Scan the material below for the word "field", then copy every line in which it appears.

════════════════

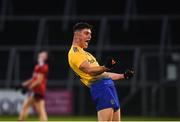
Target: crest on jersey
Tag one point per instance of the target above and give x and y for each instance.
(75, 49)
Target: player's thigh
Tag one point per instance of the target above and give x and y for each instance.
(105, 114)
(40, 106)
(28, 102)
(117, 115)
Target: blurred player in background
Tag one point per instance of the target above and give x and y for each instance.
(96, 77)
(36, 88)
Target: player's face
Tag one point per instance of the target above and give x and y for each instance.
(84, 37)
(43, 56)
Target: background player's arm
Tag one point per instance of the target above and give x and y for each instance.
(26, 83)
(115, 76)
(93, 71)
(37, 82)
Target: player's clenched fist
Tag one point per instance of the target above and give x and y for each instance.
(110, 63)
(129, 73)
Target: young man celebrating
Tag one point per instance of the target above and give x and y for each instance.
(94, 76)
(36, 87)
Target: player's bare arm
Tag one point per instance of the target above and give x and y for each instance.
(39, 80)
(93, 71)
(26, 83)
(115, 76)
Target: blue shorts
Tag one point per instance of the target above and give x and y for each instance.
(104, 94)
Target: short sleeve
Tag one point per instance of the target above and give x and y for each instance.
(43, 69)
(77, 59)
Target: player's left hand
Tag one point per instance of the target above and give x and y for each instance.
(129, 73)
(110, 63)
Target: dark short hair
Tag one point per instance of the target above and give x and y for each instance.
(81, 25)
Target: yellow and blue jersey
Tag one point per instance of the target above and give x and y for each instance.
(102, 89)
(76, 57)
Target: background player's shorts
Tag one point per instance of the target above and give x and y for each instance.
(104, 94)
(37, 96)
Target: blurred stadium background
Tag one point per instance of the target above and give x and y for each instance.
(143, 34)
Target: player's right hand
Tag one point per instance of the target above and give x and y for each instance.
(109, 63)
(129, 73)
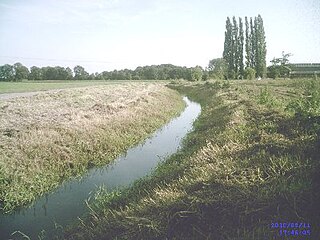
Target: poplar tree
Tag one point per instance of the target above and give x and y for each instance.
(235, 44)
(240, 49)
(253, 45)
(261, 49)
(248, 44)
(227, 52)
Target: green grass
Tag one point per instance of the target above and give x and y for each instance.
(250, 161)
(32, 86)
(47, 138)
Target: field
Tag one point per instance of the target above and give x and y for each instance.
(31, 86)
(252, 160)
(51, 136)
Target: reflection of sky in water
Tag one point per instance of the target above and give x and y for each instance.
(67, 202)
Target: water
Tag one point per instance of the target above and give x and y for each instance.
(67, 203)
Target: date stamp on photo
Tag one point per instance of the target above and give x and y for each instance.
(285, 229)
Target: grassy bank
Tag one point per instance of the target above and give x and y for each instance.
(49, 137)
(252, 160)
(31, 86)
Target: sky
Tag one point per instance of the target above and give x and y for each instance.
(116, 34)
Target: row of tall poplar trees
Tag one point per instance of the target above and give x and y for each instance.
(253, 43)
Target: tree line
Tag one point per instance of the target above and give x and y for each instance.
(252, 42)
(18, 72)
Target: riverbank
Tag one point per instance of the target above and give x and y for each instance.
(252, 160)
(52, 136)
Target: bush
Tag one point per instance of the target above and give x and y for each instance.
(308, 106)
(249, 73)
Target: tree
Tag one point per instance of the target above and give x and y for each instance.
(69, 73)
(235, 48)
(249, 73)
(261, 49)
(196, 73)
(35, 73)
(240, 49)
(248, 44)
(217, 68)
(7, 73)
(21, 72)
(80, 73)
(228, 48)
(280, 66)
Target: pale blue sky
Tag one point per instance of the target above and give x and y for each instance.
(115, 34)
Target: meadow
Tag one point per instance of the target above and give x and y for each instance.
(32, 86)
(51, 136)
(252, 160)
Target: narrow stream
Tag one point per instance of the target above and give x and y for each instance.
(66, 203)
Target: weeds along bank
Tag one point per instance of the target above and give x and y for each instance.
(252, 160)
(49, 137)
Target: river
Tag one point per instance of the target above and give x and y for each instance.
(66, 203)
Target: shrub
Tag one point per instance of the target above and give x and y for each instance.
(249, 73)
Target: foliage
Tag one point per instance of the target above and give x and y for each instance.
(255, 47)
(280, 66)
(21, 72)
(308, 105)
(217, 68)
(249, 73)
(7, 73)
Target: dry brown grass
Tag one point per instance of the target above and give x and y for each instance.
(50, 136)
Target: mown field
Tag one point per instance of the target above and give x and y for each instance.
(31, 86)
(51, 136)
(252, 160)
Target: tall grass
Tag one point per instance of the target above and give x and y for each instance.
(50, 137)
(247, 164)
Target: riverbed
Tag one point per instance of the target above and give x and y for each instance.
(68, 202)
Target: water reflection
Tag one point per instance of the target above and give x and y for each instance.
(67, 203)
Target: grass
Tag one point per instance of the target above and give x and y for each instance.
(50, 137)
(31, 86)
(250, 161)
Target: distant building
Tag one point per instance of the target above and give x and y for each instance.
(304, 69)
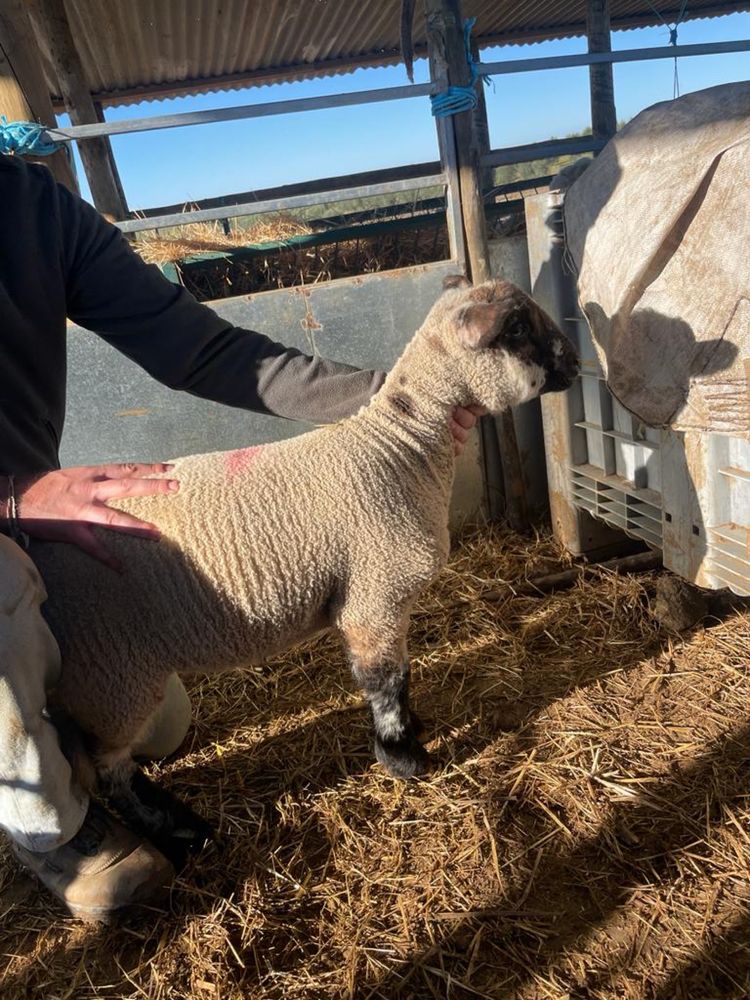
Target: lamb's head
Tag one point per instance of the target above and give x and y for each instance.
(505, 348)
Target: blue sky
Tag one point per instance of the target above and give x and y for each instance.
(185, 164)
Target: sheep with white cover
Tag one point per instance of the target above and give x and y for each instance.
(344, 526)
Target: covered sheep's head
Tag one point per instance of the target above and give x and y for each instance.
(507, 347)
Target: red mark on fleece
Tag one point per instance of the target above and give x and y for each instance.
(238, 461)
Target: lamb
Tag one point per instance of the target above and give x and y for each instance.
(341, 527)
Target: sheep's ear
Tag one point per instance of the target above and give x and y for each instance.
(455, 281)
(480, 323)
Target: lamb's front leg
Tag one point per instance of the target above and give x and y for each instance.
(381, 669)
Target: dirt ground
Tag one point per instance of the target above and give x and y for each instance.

════════════════

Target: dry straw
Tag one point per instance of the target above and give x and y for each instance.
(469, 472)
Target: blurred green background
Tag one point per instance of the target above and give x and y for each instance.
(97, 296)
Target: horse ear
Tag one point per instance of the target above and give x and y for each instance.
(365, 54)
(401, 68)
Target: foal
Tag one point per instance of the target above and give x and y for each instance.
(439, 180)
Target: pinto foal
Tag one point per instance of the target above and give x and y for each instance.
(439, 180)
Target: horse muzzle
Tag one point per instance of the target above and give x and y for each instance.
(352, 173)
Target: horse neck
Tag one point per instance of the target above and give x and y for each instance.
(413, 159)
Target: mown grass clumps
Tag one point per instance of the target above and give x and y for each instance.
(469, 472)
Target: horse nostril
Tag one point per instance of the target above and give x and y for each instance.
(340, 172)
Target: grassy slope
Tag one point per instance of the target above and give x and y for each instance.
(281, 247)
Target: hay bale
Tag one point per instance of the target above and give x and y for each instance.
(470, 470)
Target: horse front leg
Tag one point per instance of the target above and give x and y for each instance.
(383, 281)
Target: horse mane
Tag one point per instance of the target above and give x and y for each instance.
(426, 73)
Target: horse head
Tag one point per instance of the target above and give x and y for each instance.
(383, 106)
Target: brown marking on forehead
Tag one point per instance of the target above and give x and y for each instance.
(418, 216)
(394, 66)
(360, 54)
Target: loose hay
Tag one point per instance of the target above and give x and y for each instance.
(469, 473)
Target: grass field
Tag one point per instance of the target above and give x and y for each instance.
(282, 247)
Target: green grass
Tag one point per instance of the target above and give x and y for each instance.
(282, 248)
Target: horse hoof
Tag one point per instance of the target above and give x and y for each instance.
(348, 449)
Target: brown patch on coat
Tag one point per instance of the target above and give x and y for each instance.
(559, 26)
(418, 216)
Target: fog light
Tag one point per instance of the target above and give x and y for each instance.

════════════════

## [ANSWER TO THIS EXERCISE]
Target: field
Target: mown field
Target: grass field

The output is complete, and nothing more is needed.